Tagged as: Teenage<< Previous question   Next question >>
Question - (17 August 2012) 8 Answers - (Newest, 18 August 2012)
A female United Kingdom age 26-29, *lizaS01 writes:

I was talking with my friend the other day and she asked me "what's the thing you've done in life that you're ashamed of and wish you had never done?" I said i don't know because i hate telling people the real answer.

The truth is, the thing i'm most ashamed i've done in my life is date someone who i had never met.

I met him online, i knew he was real and not like a peado as i went on Skype with him. I started talking then obviously being a teenager i started to fall for him, i'd talk to him everyday and he'd be really sweet to me. Every time we spoke i'd get butterflies and i don't think it was love more lust? I don't know, what does love feel like?

Anyway, he asked me out and I said yes but it would be really difficult as I lived in Manchester and he lived in Birmingham.

■ **TASKS TO PERFORM**
1. In the forum post about dating someone the writer had never met, which cities did the writer and he live in?
2. Write the next part of the forum post about dating someone the writer had never met in person, picking up right after its final sentence.

■ **DATASET CONTENT**
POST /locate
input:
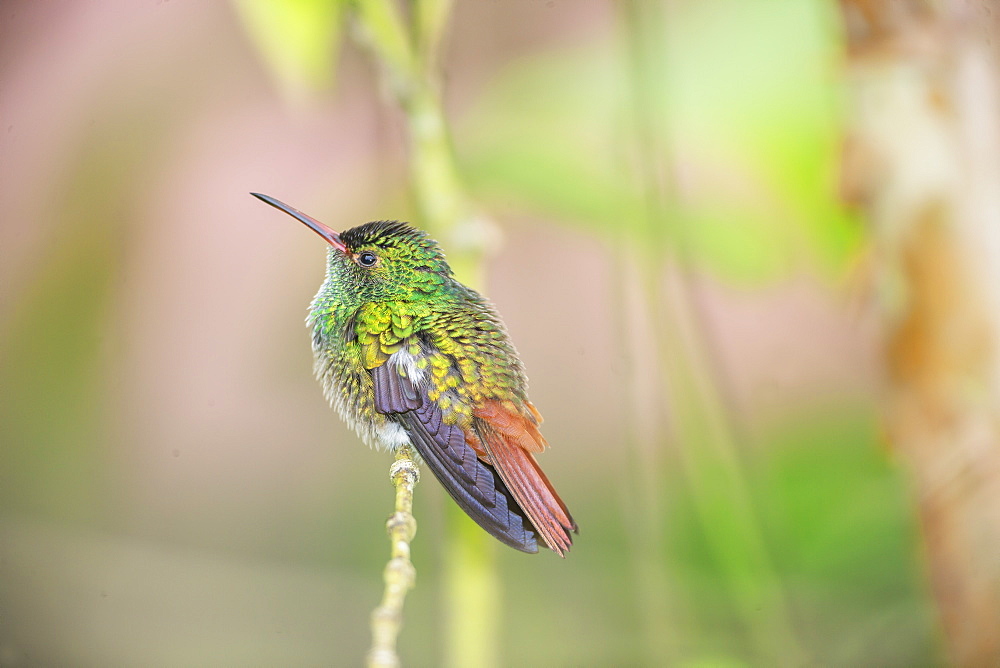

■ **TASK ANSWERS**
1. The writer lived in Manchester, and he lived in Birmingham.

2.
All of my friends didn't like the fact I was dating someone i didn't know and as i was only 14-15 they kept telling me i was doing wrong. At the time i ignored them and we were together for 9 months, until he cheated on me which i know now is my fault for being so stupid.

So, that's the truth but i hate bringing it up when people ask me questions like that, or about previous relationships because i've never actually had a boyfriend and i feel like i should have had at least one 'real' boyfriend as i am now 17.

How do i tell people these things? Without feeling embarrassed or stupid about it?

Thanks to whoever reads this.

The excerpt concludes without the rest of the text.